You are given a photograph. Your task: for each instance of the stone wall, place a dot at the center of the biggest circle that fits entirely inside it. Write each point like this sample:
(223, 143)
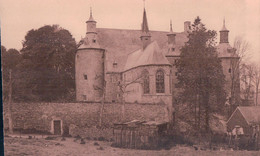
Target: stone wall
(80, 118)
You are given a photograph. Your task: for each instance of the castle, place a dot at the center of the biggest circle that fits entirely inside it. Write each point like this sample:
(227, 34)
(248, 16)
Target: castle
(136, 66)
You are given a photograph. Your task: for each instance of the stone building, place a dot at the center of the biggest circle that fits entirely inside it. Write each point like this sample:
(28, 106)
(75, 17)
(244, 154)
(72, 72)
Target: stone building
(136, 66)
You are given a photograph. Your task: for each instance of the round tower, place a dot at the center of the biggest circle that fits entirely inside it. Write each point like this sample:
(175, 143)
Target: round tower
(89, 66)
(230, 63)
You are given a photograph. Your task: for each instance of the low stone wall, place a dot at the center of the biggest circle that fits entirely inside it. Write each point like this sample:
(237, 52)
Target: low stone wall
...
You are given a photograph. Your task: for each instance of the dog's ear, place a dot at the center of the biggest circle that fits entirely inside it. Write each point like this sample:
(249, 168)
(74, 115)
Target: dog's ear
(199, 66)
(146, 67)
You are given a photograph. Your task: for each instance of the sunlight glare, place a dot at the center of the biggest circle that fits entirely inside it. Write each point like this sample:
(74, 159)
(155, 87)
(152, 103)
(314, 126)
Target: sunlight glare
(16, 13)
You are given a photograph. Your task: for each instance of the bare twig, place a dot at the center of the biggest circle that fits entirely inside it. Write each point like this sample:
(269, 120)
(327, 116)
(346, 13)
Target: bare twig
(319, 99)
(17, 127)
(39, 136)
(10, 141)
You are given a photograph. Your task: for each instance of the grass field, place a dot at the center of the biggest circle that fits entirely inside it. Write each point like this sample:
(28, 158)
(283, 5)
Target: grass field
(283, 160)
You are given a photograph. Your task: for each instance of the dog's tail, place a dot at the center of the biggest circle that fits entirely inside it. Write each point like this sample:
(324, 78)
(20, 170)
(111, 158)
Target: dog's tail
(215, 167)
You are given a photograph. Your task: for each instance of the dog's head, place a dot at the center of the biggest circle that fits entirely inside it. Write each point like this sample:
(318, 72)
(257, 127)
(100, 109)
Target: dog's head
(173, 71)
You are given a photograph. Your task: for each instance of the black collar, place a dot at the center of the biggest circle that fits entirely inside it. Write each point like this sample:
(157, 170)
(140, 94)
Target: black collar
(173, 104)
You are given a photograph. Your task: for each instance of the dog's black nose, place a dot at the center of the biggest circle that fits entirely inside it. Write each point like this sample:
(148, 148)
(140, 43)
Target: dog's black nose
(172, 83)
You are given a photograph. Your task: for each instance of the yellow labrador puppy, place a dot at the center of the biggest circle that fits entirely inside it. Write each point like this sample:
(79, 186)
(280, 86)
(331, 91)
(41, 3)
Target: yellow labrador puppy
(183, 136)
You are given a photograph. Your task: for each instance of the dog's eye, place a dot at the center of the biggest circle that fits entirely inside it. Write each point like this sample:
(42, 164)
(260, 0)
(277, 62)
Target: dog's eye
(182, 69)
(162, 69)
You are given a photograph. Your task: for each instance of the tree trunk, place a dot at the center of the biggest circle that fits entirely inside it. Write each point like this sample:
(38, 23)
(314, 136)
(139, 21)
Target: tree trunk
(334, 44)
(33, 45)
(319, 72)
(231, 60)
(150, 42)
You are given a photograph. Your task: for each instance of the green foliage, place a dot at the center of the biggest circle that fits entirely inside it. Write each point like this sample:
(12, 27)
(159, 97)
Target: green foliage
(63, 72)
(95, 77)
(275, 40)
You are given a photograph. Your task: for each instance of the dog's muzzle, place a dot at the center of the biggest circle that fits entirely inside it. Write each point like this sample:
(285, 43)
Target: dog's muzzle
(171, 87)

__Problem requirements__
Copy exactly the lines of the listing above between the one holding "the stone wall, place" and the one holding "Target: low stone wall", inclusive; omit all pictures.

__Result for this task__
You are given a photograph. Your task: for each instance of the stone wall, place a dot at the center of the biggest circle that fits entirely inside it. Write each point like this sample:
(223, 143)
Target: stone wall
(80, 118)
You are given a photograph. Your task: for each instance of the castle, place a dot at the center of the biggest circle that fits entirely inside it. Write each point like this sample:
(227, 34)
(248, 16)
Target: castle
(136, 66)
You are given a photograph. Your task: for each instance of the stone building, place a dot at the center of the biggest circle that fits entirely inside it. Write each point like this sample:
(28, 106)
(75, 17)
(244, 154)
(72, 72)
Target: stone building
(136, 66)
You are given a photograph. Your task: for each instance of the round tower, place a dot at the center of the biggest circle that fits entirely inside it. Write each point like this sample:
(175, 143)
Target: round tower
(89, 66)
(230, 63)
You are given a photograph. Your task: for each instance of the low stone wall, place a dot at the center of the biggest circle that fits entirely inside it. Write each point like this sample:
(237, 52)
Target: low stone wall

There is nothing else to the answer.